## What you will do
Recast the lines of the entries as a numbered list, from the line with "TARGET: plastic toy cup" to the line with "(1165, 399)", both lines included. Leave out any blank lines.

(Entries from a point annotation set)
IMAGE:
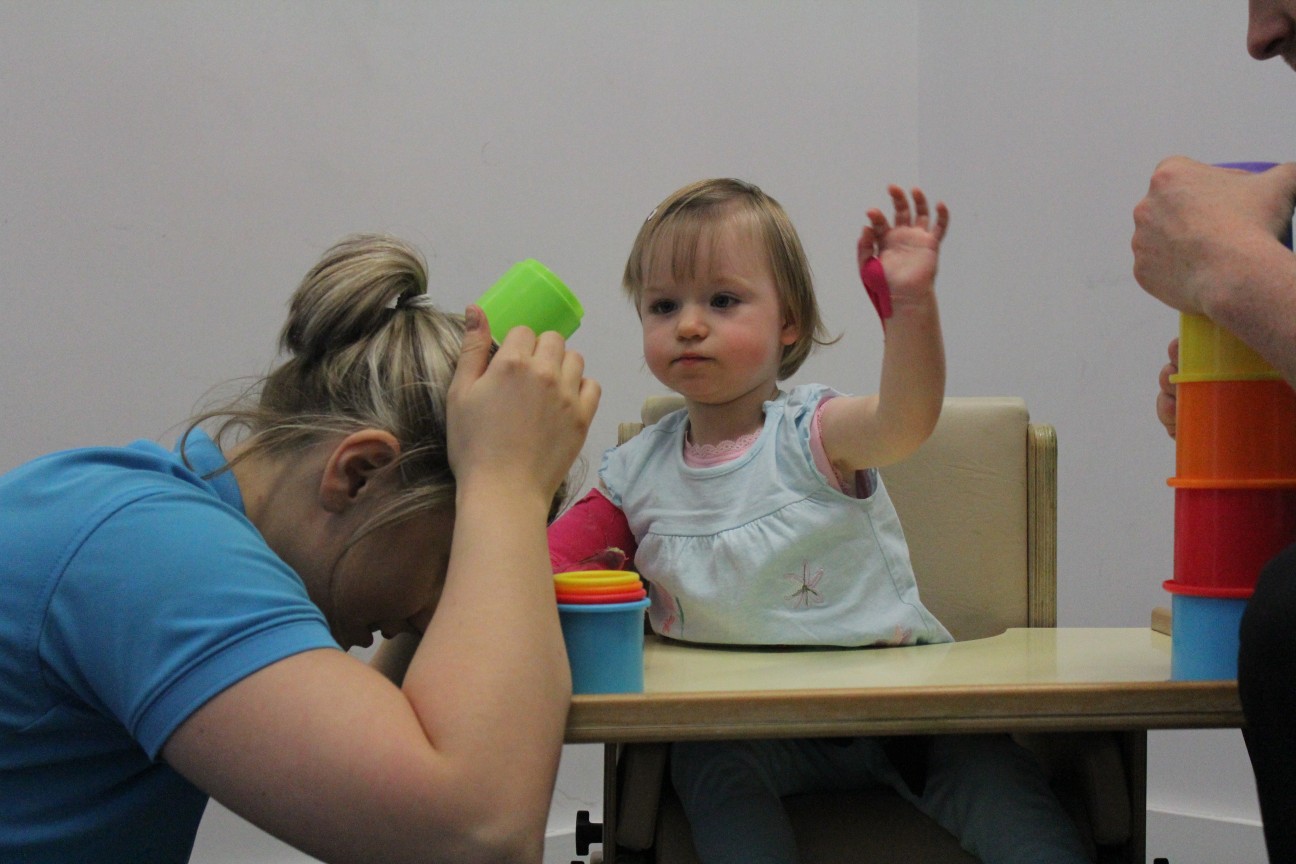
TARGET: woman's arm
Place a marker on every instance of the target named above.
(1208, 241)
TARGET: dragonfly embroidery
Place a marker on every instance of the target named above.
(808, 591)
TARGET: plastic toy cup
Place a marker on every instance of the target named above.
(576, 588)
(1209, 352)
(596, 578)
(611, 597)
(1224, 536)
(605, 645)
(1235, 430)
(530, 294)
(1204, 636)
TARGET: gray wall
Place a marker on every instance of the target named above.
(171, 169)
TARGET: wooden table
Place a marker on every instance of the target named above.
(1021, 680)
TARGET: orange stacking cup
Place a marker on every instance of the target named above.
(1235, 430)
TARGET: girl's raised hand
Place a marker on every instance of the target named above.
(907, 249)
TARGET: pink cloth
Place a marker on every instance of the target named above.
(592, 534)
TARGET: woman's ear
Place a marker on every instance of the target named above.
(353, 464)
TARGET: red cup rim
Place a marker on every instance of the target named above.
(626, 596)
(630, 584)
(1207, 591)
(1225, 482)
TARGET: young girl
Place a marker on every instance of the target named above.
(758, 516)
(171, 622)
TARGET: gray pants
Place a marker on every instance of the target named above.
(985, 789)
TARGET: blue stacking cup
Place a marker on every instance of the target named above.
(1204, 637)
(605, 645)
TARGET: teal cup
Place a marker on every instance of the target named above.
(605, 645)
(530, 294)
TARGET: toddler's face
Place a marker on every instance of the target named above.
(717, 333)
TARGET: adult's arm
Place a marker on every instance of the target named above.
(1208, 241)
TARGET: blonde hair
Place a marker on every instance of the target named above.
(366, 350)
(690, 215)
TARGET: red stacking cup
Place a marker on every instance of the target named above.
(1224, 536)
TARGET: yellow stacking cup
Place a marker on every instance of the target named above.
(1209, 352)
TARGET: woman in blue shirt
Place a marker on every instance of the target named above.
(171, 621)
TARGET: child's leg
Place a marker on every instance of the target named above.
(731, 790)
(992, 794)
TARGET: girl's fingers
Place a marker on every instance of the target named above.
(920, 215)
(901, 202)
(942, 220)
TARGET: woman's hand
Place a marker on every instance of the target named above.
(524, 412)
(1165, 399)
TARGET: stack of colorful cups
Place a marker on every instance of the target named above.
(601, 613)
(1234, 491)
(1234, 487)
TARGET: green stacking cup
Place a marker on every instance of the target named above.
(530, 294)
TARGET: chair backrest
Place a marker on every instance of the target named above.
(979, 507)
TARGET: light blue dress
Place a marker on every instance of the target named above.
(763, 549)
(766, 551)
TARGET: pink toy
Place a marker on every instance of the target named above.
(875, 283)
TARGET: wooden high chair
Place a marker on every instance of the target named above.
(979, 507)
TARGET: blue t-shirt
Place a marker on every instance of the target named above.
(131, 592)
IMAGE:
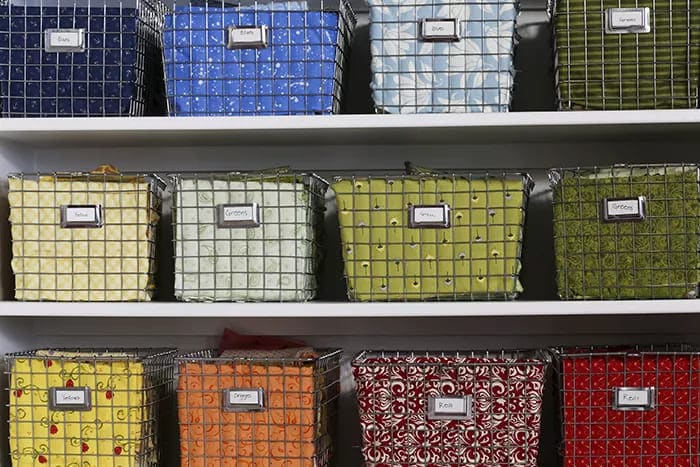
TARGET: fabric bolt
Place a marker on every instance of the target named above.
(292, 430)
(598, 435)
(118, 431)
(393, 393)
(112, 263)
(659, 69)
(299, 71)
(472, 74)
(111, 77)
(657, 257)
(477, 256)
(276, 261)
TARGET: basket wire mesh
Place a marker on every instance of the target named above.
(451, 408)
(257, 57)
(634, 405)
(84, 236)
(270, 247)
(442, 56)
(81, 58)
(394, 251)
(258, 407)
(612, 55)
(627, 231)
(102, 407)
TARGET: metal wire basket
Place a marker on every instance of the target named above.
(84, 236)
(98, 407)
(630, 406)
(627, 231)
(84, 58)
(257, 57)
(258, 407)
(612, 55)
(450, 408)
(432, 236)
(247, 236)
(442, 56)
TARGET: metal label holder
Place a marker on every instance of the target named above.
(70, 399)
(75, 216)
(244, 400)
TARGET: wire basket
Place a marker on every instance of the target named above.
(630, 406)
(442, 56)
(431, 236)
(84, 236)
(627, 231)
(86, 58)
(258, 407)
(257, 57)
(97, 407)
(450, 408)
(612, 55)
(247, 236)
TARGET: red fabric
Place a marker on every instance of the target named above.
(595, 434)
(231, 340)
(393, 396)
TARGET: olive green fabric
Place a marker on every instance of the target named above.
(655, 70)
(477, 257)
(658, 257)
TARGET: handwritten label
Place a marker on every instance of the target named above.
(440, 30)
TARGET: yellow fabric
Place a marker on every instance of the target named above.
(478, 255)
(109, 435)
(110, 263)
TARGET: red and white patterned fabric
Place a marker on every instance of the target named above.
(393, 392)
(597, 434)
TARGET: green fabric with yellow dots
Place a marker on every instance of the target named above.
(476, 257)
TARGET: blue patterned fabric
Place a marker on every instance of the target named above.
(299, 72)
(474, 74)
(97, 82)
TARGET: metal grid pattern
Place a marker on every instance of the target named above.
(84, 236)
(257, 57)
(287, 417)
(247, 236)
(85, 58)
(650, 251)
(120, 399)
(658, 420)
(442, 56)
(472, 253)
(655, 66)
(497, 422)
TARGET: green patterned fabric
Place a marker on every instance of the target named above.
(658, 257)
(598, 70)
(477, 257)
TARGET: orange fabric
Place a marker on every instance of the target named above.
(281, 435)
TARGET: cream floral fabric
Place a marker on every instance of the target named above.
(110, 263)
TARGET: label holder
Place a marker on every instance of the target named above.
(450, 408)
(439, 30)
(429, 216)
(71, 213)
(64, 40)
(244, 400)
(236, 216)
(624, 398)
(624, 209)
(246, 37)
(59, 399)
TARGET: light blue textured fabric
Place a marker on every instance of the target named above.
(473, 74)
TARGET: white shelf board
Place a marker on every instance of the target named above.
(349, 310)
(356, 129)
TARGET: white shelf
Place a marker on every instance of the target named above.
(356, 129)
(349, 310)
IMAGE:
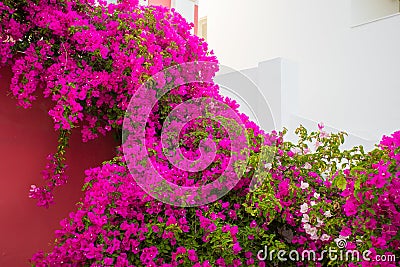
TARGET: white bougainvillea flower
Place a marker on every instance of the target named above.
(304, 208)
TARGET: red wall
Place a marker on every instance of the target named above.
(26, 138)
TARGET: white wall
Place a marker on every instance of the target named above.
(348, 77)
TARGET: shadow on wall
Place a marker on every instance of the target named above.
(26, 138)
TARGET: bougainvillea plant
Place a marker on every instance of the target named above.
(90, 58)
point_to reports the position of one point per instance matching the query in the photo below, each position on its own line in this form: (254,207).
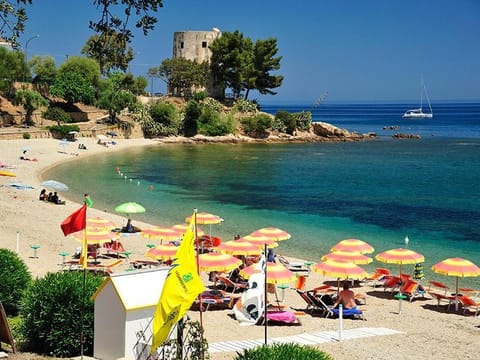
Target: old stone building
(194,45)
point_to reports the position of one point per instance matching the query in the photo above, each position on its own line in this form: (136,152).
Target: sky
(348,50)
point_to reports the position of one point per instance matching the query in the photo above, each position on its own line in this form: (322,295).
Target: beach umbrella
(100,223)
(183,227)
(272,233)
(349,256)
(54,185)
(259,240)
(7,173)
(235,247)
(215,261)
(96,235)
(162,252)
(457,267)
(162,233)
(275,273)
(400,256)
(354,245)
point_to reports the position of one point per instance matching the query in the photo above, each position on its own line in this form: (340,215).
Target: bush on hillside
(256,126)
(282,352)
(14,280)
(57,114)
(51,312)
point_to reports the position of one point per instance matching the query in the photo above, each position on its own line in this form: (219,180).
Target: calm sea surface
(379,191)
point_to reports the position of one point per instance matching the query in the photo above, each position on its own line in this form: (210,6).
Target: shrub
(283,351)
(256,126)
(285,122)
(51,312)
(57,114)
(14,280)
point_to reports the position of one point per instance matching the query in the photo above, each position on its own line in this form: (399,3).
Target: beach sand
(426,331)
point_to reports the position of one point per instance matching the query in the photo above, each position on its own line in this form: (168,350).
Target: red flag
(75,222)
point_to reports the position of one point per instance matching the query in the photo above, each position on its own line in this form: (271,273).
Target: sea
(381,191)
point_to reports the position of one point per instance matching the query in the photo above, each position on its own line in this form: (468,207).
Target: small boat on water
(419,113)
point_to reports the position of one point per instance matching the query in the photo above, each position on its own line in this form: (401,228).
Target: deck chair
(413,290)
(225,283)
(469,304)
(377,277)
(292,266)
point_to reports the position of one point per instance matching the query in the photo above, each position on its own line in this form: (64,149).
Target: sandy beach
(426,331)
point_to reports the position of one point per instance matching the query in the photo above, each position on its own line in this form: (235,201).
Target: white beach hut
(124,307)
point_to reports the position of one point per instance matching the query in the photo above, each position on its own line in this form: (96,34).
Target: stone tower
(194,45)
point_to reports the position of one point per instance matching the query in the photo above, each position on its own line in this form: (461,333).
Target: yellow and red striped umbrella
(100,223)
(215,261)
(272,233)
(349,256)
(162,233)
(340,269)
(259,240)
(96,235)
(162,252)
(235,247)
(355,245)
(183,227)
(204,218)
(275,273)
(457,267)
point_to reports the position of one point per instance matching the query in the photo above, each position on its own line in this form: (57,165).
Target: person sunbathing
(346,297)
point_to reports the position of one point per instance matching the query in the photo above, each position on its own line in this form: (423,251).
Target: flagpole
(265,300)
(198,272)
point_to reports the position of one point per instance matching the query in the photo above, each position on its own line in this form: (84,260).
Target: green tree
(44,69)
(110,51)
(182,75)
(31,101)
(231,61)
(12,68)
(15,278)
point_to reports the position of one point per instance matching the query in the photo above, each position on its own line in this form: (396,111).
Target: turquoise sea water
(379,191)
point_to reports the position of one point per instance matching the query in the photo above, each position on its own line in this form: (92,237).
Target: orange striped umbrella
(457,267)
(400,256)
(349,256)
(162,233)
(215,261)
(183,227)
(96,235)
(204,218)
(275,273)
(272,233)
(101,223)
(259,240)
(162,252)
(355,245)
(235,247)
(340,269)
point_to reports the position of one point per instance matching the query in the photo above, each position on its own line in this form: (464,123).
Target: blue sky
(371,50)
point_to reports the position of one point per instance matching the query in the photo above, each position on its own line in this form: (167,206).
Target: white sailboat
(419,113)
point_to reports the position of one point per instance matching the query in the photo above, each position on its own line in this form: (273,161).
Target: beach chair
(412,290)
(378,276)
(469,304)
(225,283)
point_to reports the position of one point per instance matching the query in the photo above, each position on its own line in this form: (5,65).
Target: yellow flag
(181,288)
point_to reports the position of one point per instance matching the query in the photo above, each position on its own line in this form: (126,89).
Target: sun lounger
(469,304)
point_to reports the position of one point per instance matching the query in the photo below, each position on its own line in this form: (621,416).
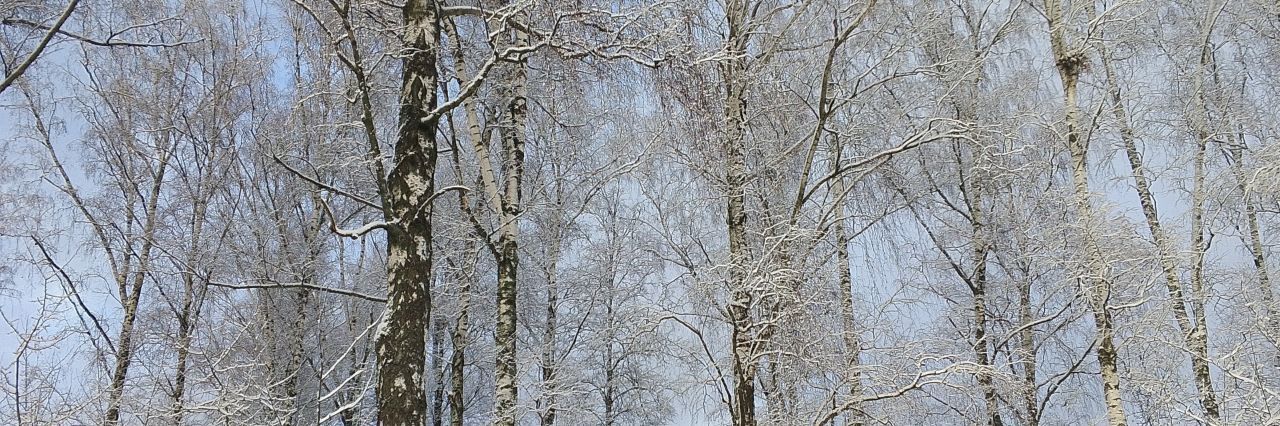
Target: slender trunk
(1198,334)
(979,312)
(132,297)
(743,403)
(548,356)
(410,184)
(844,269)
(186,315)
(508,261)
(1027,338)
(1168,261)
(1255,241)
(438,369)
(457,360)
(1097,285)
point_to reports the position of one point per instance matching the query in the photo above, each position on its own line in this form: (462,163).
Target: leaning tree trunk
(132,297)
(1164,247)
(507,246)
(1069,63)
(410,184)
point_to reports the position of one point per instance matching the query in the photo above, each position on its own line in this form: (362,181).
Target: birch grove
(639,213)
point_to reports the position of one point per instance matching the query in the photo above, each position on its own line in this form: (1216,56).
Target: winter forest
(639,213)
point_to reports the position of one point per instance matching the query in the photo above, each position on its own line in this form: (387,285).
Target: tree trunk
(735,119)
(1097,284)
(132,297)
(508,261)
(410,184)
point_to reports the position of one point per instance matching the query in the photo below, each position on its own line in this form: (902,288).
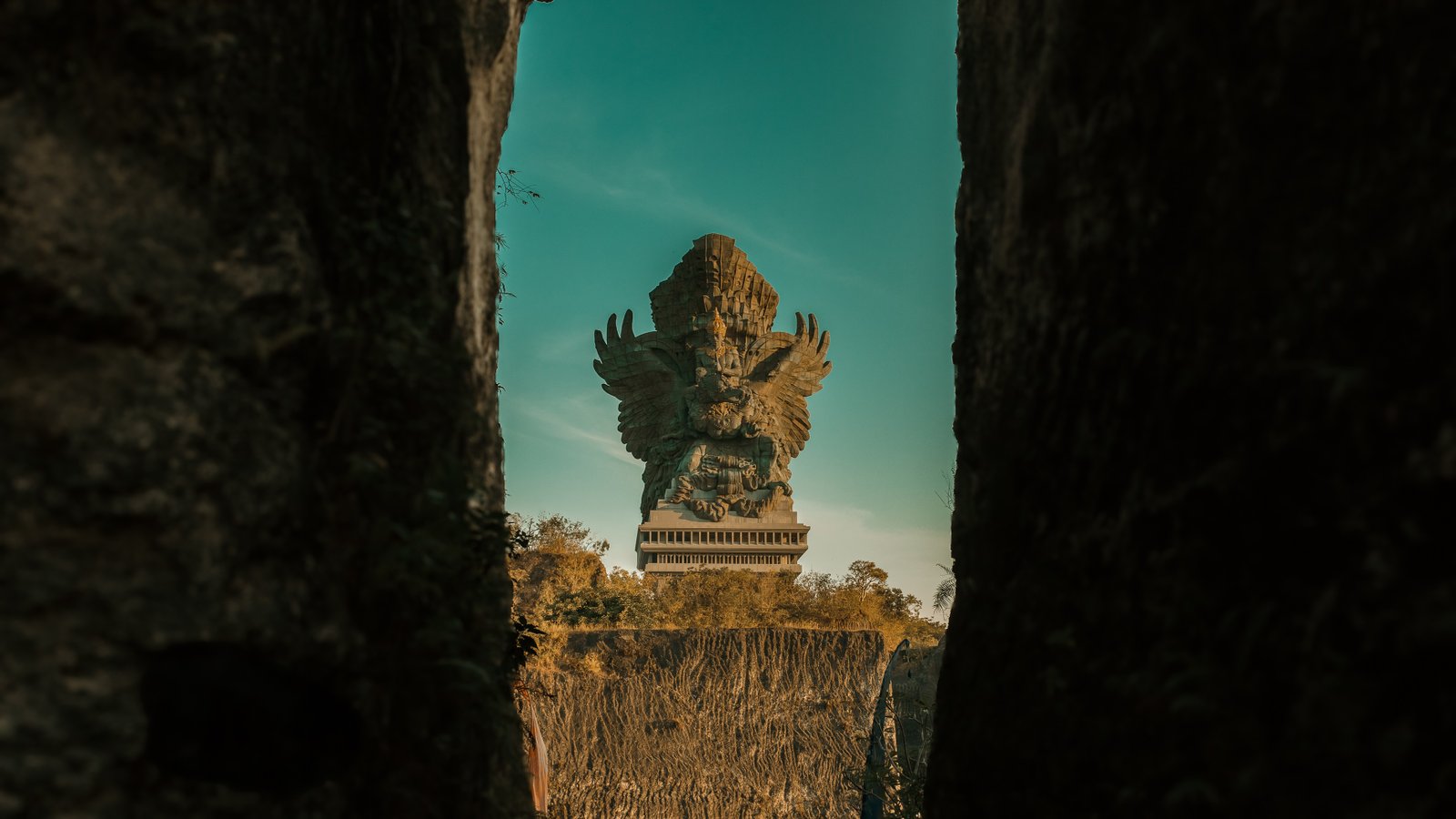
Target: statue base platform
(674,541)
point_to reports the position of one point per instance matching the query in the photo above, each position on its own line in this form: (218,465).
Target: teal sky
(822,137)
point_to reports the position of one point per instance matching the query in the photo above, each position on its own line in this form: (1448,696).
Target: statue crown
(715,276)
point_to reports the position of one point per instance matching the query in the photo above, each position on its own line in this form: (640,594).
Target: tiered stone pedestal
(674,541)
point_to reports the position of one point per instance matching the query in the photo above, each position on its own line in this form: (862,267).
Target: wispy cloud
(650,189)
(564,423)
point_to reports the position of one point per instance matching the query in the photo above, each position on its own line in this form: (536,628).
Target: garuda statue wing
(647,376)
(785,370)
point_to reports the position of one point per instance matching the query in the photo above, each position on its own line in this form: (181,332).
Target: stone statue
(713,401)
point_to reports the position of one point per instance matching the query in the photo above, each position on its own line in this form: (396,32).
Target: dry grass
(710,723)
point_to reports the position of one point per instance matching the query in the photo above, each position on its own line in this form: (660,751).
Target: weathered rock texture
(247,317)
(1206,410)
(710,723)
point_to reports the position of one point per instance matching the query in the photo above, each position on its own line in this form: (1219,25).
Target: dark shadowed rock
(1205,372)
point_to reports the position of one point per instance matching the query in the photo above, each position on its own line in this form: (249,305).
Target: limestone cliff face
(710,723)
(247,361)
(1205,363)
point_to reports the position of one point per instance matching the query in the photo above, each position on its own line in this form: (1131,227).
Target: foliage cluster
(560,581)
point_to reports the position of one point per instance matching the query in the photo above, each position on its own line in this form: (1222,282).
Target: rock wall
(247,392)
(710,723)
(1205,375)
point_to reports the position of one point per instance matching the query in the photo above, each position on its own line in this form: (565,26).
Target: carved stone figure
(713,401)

## Solution to the exercise
1. TARGET: plastic toy cup
2. Place a marker on every instance of the target named above.
3. (576, 588)
4. (1209, 352)
5. (596, 578)
6. (611, 597)
7. (1224, 536)
8. (605, 645)
9. (1235, 430)
10. (530, 294)
11. (1204, 636)
12. TARGET: gray wall
13. Place a marker on every instance of the target named above.
14. (171, 169)
15. TARGET: wooden table
16. Place a marker on every instance of the target named above.
17. (1021, 680)
18. TARGET: orange stacking cup
19. Place a marker on every instance of the target named above.
20. (1235, 430)
21. TARGET: girl's raised hand
22. Place a marker on every instance of the target named above.
23. (907, 249)
24. TARGET: pink cloth
25. Place a marker on every instance of the target named above.
26. (592, 534)
27. TARGET: woman's ear
28. Place a marker on every instance of the target named above.
29. (353, 464)
30. TARGET: red cup rim
31. Place a marker on every instance of the target named above.
32. (626, 596)
33. (630, 584)
34. (1207, 591)
35. (1225, 482)
36. TARGET: young girl
37. Place a marker on every instance of the target named above.
38. (758, 516)
39. (171, 622)
40. TARGET: gray pants
41. Place a marker on every instance of the target named above.
42. (985, 789)
43. TARGET: blue stacking cup
44. Place a marker on every instance of the target named above.
45. (1204, 637)
46. (605, 645)
47. TARGET: teal cup
48. Place a marker on every instance of the target named above.
49. (605, 645)
50. (530, 294)
51. TARGET: toddler's face
52. Place a marker on every instance of the target named above.
53. (717, 333)
54. TARGET: adult's arm
55. Place a marker on every instance of the target named above.
56. (1208, 241)
57. TARGET: blonde hair
58. Place a marker on every instance of the target named above.
59. (366, 350)
60. (690, 215)
61. TARGET: red stacking cup
62. Place a marker on every instance of the target named above.
63. (1224, 536)
64. TARGET: yellow stacking cup
65. Place a marker on every instance of the target named above.
66. (1209, 352)
67. TARGET: woman in blue shirt
68. Place a marker on every instance of the target named above.
69. (171, 621)
70. TARGET: child's leg
71. Place a marker on every instance of the target named above.
72. (731, 790)
73. (992, 794)
74. TARGET: girl's fingers
75. Place a marker on every instance of the target named above.
76. (920, 215)
77. (901, 202)
78. (942, 220)
79. TARGET: woman's hand
80. Place a marker on every instance of the target named above.
81. (524, 412)
82. (1165, 399)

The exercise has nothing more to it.